# Brano estratto:
============================================================
Ordinanza di Cassazione Civile Sez. 2 Num. 5595 Anno 2025
Civile Ord. Sez. 2 Num. 5595 Anno 2025
Presidente: COGNOME
Relatore: NOME
Data pubblicazione: 03/03/2025
ORDINANZA
sul ricorso 15508 – 2020 proposto da:
RAGIONE_SOCIALE in persona del legale rappresentante pro tempore, elettivamente domiciliata in Roma, INDIRIZZO presso lo studio degli avv. NOME COGNOME e NOME COGNOME dai quali è rappresentata e difesa, giusta procura allegata al ricorso, con indicazione degli indirizzi pec;
– ricorrente –
Contro
U.N.M.I.L. –RAGIONE_SOCIALE, in persona del legale rappresentante pro tempore
– intimata – avverso la sentenza n. 421/2020 della CORTE D’APPELLO di VENEZIA, pubblicata il 10/2/2020;
udita la relazione della causa svolta nella camera di consiglio del 29/5/2024 dal consigliere NOME COGNOME
FATTI DI CAUSA
Con atto di citazione notificato in data 11/2/2013, l’Unione Nazionale Mutilati e Invalidi del Lavoro convenne in giudizio, dinnanzi al Tribunale di Treviso, RAGIONE_SOCIALE proponendo opposizione avverso il decreto ingiuntivo n. 1379/2012, ottenuto dalla società nei suoi confronti per l’importo di E uro 28.335,52, oltre interessi e spese, a titolo di rimborso parziale dei prestiti personali concessi ai terzi NOME COGNOME NOME COGNOME e NOME COGNOME suoi asseriti dipendenti, verso cessione del quinto del loro stipendio.
L’associazione, in particolare, eccepì il proprio difetto di legittimazione passiva e l’estraneità dei tre soggetti, contestando che avessero mai lavorato alle sue dipendenze e disconoscendo le firme apposte in calce all’atto di benestare.
============================================================
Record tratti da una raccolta
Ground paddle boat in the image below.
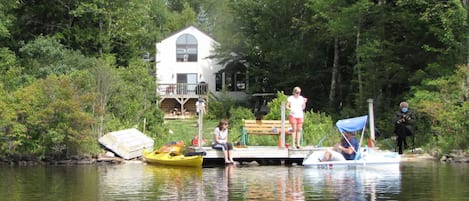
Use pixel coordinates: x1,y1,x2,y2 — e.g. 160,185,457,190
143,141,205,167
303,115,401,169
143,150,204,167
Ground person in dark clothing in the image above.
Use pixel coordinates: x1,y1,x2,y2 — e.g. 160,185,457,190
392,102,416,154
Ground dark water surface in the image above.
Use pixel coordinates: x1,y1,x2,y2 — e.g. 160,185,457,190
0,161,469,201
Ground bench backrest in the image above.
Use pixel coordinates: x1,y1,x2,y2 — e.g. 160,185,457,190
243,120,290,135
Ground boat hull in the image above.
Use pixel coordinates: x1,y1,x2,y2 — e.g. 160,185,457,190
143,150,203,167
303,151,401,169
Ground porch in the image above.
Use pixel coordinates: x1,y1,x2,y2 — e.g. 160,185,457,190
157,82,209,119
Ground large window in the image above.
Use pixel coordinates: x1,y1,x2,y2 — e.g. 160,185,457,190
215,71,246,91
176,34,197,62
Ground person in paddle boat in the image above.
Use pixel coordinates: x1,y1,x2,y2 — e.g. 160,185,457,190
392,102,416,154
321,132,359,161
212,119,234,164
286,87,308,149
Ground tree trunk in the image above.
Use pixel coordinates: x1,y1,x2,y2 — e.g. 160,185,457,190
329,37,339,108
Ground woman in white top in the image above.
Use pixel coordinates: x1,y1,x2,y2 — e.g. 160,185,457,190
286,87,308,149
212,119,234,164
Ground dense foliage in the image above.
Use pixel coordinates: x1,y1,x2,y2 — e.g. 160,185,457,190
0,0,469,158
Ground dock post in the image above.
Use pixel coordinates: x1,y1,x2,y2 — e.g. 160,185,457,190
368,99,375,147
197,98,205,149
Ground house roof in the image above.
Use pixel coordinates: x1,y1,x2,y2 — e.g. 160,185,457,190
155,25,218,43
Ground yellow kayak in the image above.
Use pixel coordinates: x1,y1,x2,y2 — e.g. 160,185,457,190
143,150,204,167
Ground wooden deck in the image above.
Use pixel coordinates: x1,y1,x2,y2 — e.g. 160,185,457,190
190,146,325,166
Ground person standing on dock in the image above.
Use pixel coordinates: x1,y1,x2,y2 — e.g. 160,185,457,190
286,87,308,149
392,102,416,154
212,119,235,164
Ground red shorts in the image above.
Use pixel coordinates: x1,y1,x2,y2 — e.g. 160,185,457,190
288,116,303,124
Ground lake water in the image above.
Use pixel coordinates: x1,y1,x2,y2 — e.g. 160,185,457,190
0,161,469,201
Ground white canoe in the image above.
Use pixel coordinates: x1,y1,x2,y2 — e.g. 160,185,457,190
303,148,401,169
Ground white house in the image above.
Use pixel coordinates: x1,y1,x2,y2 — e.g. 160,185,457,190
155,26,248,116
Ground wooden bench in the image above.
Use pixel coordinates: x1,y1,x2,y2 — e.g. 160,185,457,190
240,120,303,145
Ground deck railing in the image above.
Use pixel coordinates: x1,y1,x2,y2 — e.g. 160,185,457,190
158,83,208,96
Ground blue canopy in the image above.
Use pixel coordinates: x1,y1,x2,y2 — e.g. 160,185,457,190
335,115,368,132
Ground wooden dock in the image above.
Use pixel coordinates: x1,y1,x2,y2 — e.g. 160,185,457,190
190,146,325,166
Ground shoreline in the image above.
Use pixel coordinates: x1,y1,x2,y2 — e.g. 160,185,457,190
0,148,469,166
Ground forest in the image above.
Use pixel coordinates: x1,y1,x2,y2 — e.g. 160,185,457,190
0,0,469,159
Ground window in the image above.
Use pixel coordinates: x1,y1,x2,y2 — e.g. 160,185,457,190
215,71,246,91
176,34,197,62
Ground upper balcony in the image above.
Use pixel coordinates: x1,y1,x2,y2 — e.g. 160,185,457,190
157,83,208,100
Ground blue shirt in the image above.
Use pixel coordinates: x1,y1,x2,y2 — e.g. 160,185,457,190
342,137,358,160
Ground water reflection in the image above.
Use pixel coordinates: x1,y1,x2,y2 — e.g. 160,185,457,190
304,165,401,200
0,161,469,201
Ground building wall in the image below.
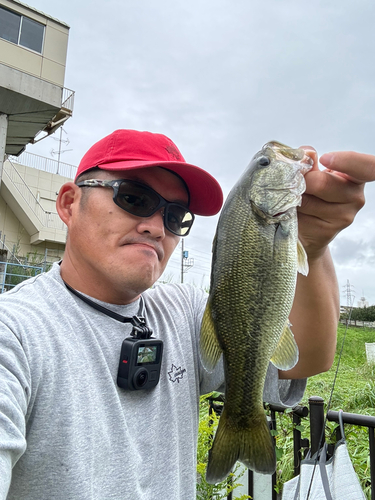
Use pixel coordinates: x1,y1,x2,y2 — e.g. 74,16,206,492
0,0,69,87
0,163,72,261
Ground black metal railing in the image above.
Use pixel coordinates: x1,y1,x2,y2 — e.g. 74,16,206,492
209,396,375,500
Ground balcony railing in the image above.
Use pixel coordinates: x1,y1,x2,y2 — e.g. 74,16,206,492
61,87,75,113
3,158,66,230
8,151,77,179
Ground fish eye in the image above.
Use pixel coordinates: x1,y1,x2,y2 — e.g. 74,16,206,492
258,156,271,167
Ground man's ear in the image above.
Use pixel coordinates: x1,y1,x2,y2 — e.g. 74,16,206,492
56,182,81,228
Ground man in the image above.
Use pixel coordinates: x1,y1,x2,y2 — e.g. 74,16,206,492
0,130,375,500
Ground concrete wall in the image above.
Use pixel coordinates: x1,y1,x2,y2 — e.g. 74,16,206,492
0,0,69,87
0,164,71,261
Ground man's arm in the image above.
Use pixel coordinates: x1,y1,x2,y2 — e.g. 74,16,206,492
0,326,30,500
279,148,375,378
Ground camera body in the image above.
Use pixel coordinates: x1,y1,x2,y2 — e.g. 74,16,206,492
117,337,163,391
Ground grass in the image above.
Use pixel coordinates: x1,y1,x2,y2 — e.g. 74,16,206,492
============================================================
# Istruzioni operative:
Trascrivi senza alcuna modifica il tratto dell'ordinanza della Cassazione che va da "L’associazione, in particolare, eccepì" fino a "all’atto di benestare.".

# Risultato del compito:
L’associazione, in particolare, eccepì il proprio difetto di legittimazione passiva e l’estraneità dei tre soggetti, contestando che avessero mai lavorato alle sue dipendenze e disconoscendo le firme apposte in calce all’atto di benestare.